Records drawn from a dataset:
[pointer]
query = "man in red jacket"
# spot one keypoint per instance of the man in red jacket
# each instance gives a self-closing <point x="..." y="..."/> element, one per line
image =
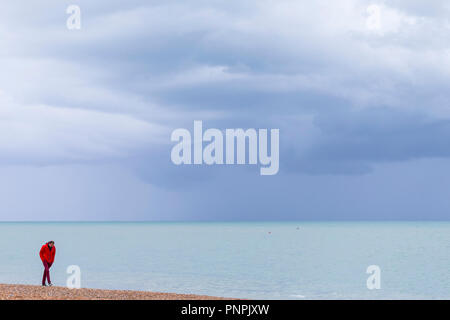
<point x="47" y="255"/>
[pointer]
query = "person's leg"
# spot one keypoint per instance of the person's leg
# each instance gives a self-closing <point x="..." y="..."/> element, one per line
<point x="45" y="272"/>
<point x="48" y="274"/>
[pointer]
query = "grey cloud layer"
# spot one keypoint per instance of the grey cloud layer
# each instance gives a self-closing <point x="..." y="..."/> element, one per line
<point x="346" y="99"/>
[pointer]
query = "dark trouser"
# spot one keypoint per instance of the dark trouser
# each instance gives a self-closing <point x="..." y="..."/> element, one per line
<point x="46" y="272"/>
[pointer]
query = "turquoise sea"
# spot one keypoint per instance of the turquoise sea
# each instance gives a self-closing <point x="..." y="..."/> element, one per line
<point x="268" y="260"/>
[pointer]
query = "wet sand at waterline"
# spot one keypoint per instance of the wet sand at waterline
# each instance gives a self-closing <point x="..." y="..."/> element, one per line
<point x="29" y="292"/>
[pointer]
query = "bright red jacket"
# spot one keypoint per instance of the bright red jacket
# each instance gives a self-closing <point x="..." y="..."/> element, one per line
<point x="46" y="254"/>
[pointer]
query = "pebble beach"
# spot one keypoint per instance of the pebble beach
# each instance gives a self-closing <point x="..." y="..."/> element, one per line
<point x="30" y="292"/>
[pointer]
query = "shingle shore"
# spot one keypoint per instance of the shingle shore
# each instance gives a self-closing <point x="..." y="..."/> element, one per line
<point x="30" y="292"/>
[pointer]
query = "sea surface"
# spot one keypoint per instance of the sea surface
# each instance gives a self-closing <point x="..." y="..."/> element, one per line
<point x="270" y="260"/>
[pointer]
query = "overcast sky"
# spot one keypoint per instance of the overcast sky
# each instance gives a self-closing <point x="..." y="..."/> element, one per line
<point x="363" y="109"/>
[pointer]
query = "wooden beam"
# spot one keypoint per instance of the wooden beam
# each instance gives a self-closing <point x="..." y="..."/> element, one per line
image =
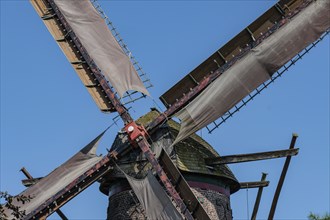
<point x="240" y="158"/>
<point x="30" y="182"/>
<point x="249" y="185"/>
<point x="34" y="181"/>
<point x="257" y="202"/>
<point x="281" y="180"/>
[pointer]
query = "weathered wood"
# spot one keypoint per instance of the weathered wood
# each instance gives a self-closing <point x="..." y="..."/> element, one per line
<point x="281" y="180"/>
<point x="34" y="181"/>
<point x="30" y="182"/>
<point x="257" y="202"/>
<point x="240" y="158"/>
<point x="249" y="185"/>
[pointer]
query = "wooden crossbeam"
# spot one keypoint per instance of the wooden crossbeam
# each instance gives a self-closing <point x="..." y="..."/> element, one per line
<point x="240" y="158"/>
<point x="257" y="202"/>
<point x="281" y="180"/>
<point x="249" y="185"/>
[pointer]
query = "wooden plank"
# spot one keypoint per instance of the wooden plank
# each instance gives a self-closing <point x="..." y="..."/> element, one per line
<point x="240" y="158"/>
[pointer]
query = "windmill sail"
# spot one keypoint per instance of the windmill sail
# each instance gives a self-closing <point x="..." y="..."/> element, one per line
<point x="100" y="44"/>
<point x="59" y="178"/>
<point x="255" y="67"/>
<point x="153" y="198"/>
<point x="104" y="51"/>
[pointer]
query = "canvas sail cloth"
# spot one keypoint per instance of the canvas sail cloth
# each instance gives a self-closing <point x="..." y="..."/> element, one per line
<point x="255" y="68"/>
<point x="59" y="178"/>
<point x="153" y="198"/>
<point x="100" y="44"/>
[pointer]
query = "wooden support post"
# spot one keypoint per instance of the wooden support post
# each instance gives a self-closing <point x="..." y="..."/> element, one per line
<point x="257" y="202"/>
<point x="281" y="180"/>
<point x="240" y="158"/>
<point x="28" y="175"/>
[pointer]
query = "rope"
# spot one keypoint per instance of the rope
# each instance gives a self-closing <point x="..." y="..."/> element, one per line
<point x="247" y="202"/>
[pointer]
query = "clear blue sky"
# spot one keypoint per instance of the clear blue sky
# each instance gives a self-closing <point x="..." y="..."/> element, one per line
<point x="47" y="115"/>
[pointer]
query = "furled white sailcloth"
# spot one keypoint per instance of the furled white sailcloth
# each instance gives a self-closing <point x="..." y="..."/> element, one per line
<point x="255" y="68"/>
<point x="153" y="198"/>
<point x="59" y="178"/>
<point x="100" y="44"/>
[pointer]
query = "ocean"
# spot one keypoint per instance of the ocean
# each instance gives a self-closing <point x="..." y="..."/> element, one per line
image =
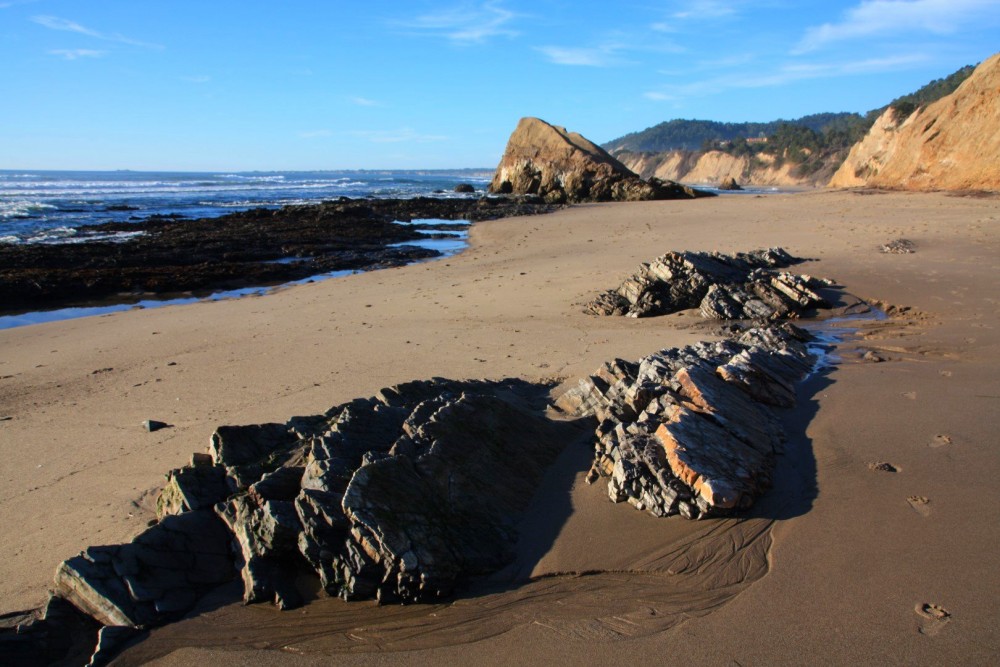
<point x="51" y="206"/>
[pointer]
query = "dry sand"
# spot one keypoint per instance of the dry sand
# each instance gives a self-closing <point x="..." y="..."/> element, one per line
<point x="834" y="566"/>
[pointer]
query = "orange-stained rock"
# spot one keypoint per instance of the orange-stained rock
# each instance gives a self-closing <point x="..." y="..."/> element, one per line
<point x="546" y="160"/>
<point x="722" y="470"/>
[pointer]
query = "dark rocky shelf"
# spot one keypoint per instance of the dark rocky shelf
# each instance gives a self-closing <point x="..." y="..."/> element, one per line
<point x="176" y="255"/>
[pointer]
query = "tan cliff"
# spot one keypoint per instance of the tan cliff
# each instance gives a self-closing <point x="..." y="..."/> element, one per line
<point x="951" y="144"/>
<point x="716" y="167"/>
<point x="561" y="166"/>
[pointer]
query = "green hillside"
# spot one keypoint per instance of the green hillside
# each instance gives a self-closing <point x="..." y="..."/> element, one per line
<point x="818" y="132"/>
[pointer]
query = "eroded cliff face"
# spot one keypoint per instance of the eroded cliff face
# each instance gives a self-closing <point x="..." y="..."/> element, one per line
<point x="546" y="160"/>
<point x="952" y="144"/>
<point x="716" y="167"/>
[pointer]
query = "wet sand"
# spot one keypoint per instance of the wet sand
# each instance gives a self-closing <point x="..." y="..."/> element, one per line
<point x="836" y="564"/>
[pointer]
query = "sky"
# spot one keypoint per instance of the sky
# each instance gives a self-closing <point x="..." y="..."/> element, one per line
<point x="303" y="85"/>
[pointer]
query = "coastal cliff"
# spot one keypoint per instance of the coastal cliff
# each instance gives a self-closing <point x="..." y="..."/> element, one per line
<point x="561" y="166"/>
<point x="716" y="167"/>
<point x="951" y="144"/>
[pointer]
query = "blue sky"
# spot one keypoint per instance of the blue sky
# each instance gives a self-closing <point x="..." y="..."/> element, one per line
<point x="225" y="85"/>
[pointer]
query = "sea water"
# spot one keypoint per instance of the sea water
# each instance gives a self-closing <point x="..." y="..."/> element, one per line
<point x="52" y="207"/>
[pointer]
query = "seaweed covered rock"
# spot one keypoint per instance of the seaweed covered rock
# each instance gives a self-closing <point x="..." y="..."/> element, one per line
<point x="560" y="166"/>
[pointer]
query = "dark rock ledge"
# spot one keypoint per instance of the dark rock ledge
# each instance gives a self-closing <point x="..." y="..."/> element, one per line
<point x="174" y="256"/>
<point x="743" y="286"/>
<point x="409" y="495"/>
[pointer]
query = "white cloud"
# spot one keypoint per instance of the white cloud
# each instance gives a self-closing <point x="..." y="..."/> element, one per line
<point x="402" y="135"/>
<point x="73" y="54"/>
<point x="601" y="56"/>
<point x="873" y="18"/>
<point x="56" y="23"/>
<point x="466" y="23"/>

### Work request
Your answer should be the lines above from the one containing "# spot one keypoint per instance of the seaweed" through the one containing "# spot one keypoint per instance of the dark rock ledge", copied exactly and with both ends kept.

### Reply to the exercise
# spot one keypoint per instance of the seaweed covered rock
# each instance gives a self-closing <point x="..." y="..."/> element, one per line
<point x="560" y="166"/>
[pointer]
query = "dark rock ledge"
# spot one keypoint per instance of the dark rock ledge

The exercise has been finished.